#### REQUIREMENT
Every line in the records below that holds the word "black" is to be copied.

#### PROVIDED RECORDS
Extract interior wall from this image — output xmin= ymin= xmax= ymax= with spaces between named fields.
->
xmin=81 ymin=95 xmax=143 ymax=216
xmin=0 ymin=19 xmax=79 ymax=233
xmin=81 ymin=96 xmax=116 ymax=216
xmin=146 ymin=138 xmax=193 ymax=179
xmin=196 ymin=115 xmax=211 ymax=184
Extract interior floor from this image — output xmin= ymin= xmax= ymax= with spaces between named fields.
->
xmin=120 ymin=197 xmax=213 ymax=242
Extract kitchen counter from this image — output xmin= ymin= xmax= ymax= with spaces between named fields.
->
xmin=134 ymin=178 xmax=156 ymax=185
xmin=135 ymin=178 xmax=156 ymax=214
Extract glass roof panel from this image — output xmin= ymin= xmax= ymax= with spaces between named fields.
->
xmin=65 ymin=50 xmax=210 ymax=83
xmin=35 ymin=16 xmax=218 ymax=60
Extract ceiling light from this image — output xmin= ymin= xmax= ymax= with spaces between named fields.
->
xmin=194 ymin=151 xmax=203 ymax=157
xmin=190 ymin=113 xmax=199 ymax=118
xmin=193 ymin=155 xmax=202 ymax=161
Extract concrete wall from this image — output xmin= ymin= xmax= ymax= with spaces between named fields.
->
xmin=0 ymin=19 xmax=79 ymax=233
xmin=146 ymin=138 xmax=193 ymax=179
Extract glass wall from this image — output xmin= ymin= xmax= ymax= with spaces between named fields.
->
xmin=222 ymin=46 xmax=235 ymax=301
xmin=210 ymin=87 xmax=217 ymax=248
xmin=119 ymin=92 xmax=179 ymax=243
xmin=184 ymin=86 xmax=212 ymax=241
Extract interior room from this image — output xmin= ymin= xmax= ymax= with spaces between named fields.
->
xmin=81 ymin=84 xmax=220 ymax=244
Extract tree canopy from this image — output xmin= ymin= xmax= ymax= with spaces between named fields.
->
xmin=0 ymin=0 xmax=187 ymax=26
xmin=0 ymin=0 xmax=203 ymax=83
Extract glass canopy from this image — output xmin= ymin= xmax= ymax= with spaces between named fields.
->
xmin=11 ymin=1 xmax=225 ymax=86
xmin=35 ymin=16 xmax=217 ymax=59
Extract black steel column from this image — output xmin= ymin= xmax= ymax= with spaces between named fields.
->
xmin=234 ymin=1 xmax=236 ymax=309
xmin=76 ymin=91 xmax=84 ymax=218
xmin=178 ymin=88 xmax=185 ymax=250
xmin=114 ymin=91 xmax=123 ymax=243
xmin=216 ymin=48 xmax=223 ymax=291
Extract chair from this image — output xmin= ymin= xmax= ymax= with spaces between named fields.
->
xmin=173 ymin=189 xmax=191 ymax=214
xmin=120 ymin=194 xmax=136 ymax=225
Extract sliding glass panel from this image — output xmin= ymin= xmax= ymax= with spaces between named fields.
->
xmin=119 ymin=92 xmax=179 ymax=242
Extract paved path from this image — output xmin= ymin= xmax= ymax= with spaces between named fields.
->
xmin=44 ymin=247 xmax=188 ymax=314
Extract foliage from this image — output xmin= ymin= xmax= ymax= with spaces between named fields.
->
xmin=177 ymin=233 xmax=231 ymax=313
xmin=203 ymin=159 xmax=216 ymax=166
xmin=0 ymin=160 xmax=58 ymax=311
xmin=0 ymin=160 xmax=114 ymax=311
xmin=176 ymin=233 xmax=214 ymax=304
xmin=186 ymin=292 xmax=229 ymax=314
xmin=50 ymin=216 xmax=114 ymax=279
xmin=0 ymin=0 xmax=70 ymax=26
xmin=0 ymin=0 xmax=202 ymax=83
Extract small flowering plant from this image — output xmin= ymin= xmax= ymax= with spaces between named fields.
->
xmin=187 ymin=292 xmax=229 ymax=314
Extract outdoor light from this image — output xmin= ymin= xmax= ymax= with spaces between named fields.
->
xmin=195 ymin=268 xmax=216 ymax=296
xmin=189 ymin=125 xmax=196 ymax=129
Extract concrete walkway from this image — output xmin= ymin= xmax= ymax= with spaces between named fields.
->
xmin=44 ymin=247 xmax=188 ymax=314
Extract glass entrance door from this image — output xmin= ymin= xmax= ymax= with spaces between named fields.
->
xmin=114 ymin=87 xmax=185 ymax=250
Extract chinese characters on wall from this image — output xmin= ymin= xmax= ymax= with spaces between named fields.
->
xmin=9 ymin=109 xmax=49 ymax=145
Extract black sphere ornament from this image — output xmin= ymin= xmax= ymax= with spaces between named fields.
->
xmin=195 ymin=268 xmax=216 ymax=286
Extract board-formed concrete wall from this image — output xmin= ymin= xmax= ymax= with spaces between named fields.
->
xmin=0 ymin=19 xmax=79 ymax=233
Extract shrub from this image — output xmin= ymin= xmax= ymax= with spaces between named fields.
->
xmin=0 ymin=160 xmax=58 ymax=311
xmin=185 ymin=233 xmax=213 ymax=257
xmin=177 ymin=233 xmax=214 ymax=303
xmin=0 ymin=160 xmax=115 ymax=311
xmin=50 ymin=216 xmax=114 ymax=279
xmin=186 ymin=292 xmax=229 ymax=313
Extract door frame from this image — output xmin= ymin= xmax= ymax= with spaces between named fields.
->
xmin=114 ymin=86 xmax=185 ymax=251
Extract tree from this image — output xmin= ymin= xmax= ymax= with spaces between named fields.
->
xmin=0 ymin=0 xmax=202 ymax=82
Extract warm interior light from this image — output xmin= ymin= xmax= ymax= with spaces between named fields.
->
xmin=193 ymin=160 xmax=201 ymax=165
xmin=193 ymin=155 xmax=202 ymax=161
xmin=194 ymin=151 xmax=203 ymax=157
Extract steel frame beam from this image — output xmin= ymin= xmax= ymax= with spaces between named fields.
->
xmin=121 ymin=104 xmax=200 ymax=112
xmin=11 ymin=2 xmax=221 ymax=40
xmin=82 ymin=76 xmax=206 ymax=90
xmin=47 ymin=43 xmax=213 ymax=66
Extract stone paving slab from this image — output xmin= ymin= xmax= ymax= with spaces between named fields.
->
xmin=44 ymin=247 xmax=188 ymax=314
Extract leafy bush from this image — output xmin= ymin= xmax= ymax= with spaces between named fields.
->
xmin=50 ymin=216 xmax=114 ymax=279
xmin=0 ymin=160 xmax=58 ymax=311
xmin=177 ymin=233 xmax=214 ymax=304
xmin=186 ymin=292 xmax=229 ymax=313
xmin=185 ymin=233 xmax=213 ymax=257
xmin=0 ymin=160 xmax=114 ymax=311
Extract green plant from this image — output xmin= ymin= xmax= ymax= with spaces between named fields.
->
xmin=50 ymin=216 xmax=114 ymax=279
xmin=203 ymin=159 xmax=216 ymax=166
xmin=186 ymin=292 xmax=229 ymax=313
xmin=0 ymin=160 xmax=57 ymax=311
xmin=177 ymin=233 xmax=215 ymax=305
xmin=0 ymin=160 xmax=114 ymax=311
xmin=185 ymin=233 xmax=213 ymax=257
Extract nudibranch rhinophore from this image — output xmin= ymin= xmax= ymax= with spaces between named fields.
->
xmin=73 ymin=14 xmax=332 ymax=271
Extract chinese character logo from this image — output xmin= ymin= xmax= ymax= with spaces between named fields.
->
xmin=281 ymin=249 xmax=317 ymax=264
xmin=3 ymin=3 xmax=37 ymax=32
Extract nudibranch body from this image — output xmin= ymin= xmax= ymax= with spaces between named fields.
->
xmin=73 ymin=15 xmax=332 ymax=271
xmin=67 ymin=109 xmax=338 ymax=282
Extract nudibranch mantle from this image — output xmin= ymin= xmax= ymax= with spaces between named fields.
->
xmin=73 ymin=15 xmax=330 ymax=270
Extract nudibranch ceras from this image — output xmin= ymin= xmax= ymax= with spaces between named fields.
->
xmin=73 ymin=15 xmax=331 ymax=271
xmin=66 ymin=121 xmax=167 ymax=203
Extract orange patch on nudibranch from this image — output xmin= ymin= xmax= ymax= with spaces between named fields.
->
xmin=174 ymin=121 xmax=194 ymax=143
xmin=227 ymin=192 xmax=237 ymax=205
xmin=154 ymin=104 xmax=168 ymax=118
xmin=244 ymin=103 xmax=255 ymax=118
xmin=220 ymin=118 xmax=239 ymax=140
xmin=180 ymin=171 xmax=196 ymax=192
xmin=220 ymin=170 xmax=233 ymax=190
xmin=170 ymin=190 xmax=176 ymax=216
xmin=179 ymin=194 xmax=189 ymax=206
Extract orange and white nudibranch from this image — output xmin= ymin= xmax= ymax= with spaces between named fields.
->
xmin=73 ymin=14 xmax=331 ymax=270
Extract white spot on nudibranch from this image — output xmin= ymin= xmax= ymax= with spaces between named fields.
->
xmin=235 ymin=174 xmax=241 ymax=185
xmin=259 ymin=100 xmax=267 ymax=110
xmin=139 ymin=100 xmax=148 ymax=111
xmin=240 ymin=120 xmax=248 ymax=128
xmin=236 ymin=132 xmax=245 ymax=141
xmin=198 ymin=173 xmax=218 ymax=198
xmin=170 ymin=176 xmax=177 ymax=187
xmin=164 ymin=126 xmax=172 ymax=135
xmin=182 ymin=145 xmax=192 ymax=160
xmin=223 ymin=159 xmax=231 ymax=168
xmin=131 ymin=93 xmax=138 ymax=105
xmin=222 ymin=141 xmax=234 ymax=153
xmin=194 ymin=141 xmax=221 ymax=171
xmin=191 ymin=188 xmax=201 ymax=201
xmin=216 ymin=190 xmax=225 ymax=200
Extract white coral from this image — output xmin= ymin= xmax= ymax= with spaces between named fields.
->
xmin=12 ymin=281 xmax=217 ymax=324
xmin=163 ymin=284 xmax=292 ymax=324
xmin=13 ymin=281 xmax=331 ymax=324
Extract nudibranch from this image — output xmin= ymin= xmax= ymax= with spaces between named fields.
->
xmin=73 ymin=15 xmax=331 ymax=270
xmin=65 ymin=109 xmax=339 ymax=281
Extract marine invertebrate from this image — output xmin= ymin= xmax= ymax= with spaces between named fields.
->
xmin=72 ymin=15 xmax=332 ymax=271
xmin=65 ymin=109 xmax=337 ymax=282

#### WRITTEN REPLY
Extract black steel column from this image — output xmin= ymin= xmax= ymax= with spaces between named fields.
Extract black sphere ornament from this image — output xmin= ymin= xmax= ymax= with spaces between named fields.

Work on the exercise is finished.